WORK INSTRUCTIONS: Please transcribe each of the records exactly as given.
START SOURCE MATERIAL
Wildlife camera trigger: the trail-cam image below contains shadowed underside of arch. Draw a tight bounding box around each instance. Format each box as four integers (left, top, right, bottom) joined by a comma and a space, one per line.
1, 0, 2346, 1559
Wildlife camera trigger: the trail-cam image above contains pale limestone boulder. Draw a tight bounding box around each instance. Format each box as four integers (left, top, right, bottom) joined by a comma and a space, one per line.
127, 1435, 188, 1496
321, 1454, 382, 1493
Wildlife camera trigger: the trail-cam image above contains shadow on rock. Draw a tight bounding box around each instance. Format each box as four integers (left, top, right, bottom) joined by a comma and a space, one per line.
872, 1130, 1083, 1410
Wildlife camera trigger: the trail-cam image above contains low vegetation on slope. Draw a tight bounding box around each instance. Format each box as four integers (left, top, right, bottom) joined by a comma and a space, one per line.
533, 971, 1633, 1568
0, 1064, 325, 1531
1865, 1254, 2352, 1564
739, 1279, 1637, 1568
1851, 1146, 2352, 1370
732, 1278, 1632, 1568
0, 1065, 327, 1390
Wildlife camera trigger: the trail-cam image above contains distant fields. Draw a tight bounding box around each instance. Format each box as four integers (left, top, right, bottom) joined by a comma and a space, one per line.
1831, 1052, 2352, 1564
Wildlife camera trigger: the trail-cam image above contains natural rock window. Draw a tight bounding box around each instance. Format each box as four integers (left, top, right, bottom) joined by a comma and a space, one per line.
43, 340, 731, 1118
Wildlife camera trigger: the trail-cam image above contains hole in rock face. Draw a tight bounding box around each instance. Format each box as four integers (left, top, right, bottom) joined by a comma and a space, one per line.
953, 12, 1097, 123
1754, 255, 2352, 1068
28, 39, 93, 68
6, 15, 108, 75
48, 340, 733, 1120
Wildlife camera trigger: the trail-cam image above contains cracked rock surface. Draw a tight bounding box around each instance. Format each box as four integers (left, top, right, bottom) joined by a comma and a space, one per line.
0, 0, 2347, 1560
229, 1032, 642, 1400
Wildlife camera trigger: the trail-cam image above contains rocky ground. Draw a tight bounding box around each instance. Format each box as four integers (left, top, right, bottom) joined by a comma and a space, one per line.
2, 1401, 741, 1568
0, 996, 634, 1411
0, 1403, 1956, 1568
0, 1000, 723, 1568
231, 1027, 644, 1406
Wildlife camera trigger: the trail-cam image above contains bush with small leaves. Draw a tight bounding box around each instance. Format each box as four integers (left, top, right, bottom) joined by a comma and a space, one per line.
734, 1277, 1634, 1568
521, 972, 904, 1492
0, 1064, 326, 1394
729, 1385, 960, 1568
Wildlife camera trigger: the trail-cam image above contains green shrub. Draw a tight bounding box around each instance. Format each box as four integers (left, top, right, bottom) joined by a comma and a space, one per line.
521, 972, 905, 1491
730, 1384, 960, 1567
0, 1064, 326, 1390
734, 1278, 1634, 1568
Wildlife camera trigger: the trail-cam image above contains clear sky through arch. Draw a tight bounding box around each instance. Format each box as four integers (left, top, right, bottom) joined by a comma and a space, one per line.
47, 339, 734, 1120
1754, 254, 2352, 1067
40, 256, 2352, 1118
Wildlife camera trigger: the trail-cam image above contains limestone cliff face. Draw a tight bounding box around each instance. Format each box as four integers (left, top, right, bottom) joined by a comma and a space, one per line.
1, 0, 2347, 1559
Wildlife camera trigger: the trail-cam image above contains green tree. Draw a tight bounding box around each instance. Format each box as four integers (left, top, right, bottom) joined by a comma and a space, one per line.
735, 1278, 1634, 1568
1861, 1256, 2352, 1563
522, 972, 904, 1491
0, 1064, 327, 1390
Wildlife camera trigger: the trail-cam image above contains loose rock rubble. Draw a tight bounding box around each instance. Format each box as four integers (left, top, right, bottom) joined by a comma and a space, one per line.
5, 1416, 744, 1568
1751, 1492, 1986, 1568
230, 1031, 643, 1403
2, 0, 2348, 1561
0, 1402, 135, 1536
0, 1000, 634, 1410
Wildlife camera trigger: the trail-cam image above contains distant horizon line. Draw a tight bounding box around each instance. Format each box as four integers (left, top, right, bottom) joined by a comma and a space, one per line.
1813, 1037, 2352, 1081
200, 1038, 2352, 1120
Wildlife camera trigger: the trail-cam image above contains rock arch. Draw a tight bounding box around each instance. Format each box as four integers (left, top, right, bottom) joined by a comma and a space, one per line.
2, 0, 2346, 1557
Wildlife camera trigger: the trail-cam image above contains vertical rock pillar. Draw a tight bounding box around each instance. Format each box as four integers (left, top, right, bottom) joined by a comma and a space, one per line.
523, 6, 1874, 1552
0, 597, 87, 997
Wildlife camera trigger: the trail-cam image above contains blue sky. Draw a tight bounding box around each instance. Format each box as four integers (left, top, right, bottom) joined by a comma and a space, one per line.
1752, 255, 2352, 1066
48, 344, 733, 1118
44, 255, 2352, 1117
END SOURCE MATERIAL
RESULT FOR THIS TASK:
Wildlife camera trigger: the trail-cam image below contains shadowed underside of arch. Draw a tight bounding box around each instance. Format each box as four integers (left, top, right, bottom) joined by a comma and a space, one per line.
1, 0, 2346, 1559
Wildlife camera trigger: the trail-cam image above contains pale limestone boulder. Draw a tight bounding box around each instance. Format each box as four integers (left, top, right, bottom) joined by a comma and a space, one per line.
127, 1435, 188, 1496
321, 1454, 382, 1493
Wildlife camera trigger: the trail-cam image above contains shadow on rock. Draw a tight bounding box around each instance. Format each box as four integers (left, top, right, bottom) joined by a comma and a space, one per line.
872, 1130, 1083, 1410
Wildlife camera trigger: the trail-cam image above contains low vegetation on slope. Draw a tight bounding box around each instance. Format each box as four integers (left, top, right, bottom) joined by a comma and a space, one per line.
533, 971, 1633, 1568
0, 1064, 325, 1531
1865, 1254, 2352, 1564
739, 1279, 1637, 1568
1851, 1146, 2352, 1370
732, 1278, 1632, 1568
0, 1065, 327, 1390
Wildlife camera trigger: the trail-cam image above contains distant fields. Draw a tight bounding box around each instance. Format each box as four integers (left, top, right, bottom) joined by a comma and a space, one per line.
1831, 1052, 2352, 1564
Wildlife camera trigger: the trail-cam image above contains natural rock window. Draw a tight bounding box around each instance. Format each box as four integers (left, top, right, bottom) joined by a comma and a space, one per line.
43, 340, 731, 1118
Wildlife camera trigger: the trail-cam image above contains hole in rock face. Draw a tight bounding box around each instance. Format each box as four integers (left, top, right, bottom) joined by a comma and a space, one per line.
953, 12, 1097, 123
1754, 255, 2352, 1068
28, 39, 93, 68
6, 15, 108, 75
48, 340, 733, 1120
Wildlife camera trigger: the trail-cam image above contains cracked rock surface. Draw a tight bounding box around each instance. Format each box as four integers (left, top, right, bottom) joined by a comma and a space, one per line.
0, 0, 2347, 1560
229, 1032, 642, 1400
Wildlife camera trigger: the trail-cam image above contains rocky ground. Draw a tight bounding box around each instance. Format each box as four integers (left, top, right, bottom) joined by a comma and a space, one per line.
2, 1401, 741, 1568
0, 996, 634, 1411
0, 1403, 1956, 1568
0, 1000, 723, 1568
231, 1027, 644, 1406
Wildlife camera trigger: the trail-cam image above contains bush with small leaves. Draw a tight bounding box around each instance. Format each box as four integers (left, top, right, bottom) joined by a comma and a space, one per line.
734, 1277, 1634, 1568
521, 972, 904, 1492
0, 1064, 326, 1394
729, 1385, 960, 1568
Wildlife camera trigger: the trail-cam image above contains green shrub. Draw a tight bounding box around each instance. Format each box as four integers (left, top, right, bottom) joined by a comma and a space, one per line.
521, 972, 905, 1491
730, 1384, 960, 1567
0, 1064, 326, 1390
734, 1278, 1634, 1568
Wildlife camera trigger: the trail-cam image above contains clear sky through arch. Draw a tight bounding box around each instance. Format each box as four integers (left, top, right, bottom) joined by a comma and a space, one per line.
47, 339, 734, 1120
1754, 254, 2352, 1067
40, 256, 2352, 1118
Wildlife camera trigger: the trail-cam image above contains limestone cliff face. Draw a tight bounding box around each instance. Format each box as four integers (left, top, right, bottom) joined by a comma and a space, one per line.
1, 0, 2347, 1559
Wildlife camera trigger: the trail-cam image above contains green tree. Draw a tight bounding box around each instance. Format each box as four integers (left, top, right, bottom) joined by a comma and a space, one per line.
735, 1278, 1634, 1568
1861, 1256, 2352, 1563
522, 972, 904, 1491
0, 1064, 327, 1390
Wildlife camera trigger: the trail-cam image above contains loose rock rubble. Draw a tight bounding box around each instance. Format each box as four integers (left, top, right, bottom) joined by a comma and a space, one per line.
5, 1416, 744, 1568
1751, 1492, 1986, 1568
230, 1031, 643, 1403
2, 0, 2348, 1561
0, 1402, 135, 1536
0, 1000, 634, 1410
Wildlife camera trigger: the trail-cam image above contains distant horizon line. Draw a tight bounding box around each instance. Format each box as four integers (left, top, right, bottom) joined by a comma and a space, one per line.
1813, 1037, 2352, 1081
200, 1038, 2352, 1120
Wildlife camera trigger: the trail-cam image above contains rock arch. Draw a tight bounding box around each instance. Format each box as four integers (left, top, right, bottom) joined by a comma and a space, one per line.
2, 0, 2346, 1557
Wildlife camera trigger: the trail-cam image above contains vertical rock pillar. Draw a tight bounding box around each instance. Format each box as four integers (left, top, right, bottom) joined by a comma and a space, one per line.
523, 6, 1874, 1552
0, 597, 87, 997
Wildlife camera trigger: the trail-cam image above contains blue sky. Draw a tight bounding box around each instance. Format each box as four integers (left, top, right, bottom) joined by a comma and a space, one per line.
1752, 255, 2352, 1066
48, 344, 733, 1118
44, 255, 2352, 1117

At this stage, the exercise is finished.